Challenge:
Write out every record in full, exactly as written, please.

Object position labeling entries
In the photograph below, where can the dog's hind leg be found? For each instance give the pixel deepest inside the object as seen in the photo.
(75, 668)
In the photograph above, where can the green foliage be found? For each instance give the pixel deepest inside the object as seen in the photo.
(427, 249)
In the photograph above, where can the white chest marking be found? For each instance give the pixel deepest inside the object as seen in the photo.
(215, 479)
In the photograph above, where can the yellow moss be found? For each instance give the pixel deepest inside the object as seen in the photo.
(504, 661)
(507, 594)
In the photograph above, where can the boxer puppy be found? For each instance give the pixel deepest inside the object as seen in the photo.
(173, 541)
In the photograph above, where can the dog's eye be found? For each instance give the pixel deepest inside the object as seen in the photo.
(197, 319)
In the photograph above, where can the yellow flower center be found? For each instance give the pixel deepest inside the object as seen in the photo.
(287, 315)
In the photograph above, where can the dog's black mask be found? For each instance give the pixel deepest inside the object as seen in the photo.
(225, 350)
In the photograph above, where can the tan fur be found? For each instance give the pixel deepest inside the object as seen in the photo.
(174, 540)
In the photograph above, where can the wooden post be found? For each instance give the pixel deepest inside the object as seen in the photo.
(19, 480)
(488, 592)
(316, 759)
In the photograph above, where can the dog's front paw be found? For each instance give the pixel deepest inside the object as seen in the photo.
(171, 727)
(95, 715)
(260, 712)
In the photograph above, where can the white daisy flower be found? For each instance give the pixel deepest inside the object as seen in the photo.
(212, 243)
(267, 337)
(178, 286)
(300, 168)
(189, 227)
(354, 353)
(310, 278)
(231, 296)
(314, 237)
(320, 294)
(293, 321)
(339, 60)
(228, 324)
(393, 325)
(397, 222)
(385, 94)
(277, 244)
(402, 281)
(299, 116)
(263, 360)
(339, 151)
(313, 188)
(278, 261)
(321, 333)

Answer below:
In the photograph below, where can the dog's hind leg be found? For each instance give the pixel deepest inside the object as seen in the photo.
(75, 668)
In the photograph above, where can the green foliage be found? For each instance give the pixel deepest inside the object as seen in the photo.
(427, 249)
In the photograph above, where can the white chest marking be found? For each instance give the pixel deepest inside the object as seen in the photo.
(215, 479)
In the photograph above, where can the yellow moss be found? For each instance give the pixel deepest inside the object as seen in the photo.
(504, 661)
(507, 594)
In the photograph above, where can the boxer puppy be found? For each instance give the pixel deepest inside the object as seen in the photo.
(173, 541)
In the photograph above, where can the dog's eye be found? For each instance give the pixel deepest inside the object as seen in the photo.
(197, 319)
In the photograph above, where can the yellow flower center be found? For each instance give the pixel deepest inside the object as seen in the photo.
(287, 315)
In the photograph above, where can the dog's black mask be found? For each instance give the pixel deepest inside the object as seen in the photo.
(225, 350)
In the photograph above, where can the tan fur be found? For each instance give the pixel deepest inside the object as seen in the photo.
(174, 540)
In the photograph above, where can the wooden post be found? For each instance give the pixel deepest inside the object as seen in the photo.
(19, 480)
(488, 592)
(316, 759)
In the photograph above, where can the dog's front paw be found? For each instance give the pixel deepest inside the object as seen in the photo.
(171, 727)
(95, 715)
(260, 712)
In the photograph above, where can the white daisy flower be found? For each instance give the pixel deepest inside the object as seen in the photo.
(212, 243)
(267, 337)
(178, 286)
(300, 168)
(189, 227)
(354, 353)
(310, 278)
(231, 296)
(314, 237)
(320, 294)
(293, 321)
(339, 60)
(228, 324)
(393, 325)
(397, 222)
(385, 94)
(277, 244)
(402, 281)
(299, 116)
(263, 360)
(339, 151)
(313, 188)
(278, 261)
(321, 333)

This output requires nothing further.